Task directions - Reproduce the listing from its start through the line containing "x=176, y=77", requests included, shifting both the x and y coordinates of every answer point up by 139. Leave the numbers in the requests and their sample points unchanged.

◆ ◆ ◆ ◆ ◆ ◆ ◆

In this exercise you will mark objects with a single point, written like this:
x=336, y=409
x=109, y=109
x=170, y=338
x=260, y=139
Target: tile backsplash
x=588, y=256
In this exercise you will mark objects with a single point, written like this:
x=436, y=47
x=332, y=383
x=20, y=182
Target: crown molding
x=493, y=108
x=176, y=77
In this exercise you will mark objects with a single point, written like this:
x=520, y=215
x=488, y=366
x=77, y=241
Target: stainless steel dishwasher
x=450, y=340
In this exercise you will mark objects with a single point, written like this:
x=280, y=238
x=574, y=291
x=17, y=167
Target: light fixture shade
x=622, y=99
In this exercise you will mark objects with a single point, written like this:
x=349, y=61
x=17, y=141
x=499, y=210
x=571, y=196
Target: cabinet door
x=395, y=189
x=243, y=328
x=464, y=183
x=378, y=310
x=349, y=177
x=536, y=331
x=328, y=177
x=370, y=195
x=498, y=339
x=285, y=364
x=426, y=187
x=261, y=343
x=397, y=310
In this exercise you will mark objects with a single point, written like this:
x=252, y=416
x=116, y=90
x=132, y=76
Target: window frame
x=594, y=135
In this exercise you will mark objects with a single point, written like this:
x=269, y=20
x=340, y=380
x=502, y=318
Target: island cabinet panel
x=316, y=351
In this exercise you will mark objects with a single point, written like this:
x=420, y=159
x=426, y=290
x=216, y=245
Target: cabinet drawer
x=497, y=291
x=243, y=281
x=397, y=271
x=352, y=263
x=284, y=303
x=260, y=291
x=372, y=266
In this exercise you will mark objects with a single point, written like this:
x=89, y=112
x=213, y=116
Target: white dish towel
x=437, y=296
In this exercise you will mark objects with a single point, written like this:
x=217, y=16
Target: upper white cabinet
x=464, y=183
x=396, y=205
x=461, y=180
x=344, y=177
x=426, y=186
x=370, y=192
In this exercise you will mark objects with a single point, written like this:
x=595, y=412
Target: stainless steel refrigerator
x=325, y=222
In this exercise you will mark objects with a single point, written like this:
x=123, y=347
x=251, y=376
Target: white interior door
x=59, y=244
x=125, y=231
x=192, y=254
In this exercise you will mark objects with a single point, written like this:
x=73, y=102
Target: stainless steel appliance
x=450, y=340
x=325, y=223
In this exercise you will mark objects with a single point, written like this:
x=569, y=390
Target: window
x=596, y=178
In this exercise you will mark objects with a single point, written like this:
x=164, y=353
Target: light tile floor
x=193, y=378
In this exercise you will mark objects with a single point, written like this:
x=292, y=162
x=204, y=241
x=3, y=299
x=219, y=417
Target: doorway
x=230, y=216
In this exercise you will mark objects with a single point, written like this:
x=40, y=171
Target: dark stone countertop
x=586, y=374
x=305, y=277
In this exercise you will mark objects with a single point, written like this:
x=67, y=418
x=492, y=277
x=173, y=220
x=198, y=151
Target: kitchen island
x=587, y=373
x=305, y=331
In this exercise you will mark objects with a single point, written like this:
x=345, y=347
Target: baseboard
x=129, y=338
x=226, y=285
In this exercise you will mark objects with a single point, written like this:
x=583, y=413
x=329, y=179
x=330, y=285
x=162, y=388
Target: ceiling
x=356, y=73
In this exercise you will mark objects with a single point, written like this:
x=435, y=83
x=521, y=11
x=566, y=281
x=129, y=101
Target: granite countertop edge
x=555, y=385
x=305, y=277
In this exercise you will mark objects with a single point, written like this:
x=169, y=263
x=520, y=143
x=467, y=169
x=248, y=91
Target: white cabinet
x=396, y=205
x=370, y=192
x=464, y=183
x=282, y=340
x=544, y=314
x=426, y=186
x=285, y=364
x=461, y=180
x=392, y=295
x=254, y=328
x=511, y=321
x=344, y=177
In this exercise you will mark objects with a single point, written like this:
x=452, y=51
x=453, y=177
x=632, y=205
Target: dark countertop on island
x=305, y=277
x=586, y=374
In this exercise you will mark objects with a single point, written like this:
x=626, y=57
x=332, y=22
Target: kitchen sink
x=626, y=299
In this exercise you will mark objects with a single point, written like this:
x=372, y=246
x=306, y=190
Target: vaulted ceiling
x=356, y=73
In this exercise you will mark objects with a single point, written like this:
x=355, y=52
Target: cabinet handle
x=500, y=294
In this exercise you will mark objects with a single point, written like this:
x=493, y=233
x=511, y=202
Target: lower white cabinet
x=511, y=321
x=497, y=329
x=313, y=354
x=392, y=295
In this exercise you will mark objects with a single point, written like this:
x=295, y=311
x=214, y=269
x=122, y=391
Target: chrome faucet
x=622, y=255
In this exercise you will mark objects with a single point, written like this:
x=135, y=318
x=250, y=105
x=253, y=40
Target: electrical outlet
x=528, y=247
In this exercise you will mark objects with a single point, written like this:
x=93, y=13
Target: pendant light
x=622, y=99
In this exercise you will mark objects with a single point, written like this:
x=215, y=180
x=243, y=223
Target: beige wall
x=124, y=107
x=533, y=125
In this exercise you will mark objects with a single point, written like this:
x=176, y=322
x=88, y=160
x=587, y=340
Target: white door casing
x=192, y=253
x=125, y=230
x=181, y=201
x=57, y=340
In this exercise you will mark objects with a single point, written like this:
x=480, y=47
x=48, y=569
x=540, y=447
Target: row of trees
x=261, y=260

◆ ◆ ◆ ◆ ◆ ◆ ◆

Final result -
In this exercise you will mark objects with a single point, written like this:
x=336, y=409
x=109, y=109
x=170, y=338
x=260, y=139
Target: tile backsplash
x=727, y=395
In this exercise you will mark objects with a single point, written like this:
x=436, y=47
x=332, y=383
x=20, y=182
Target: crown molding
x=632, y=247
x=315, y=216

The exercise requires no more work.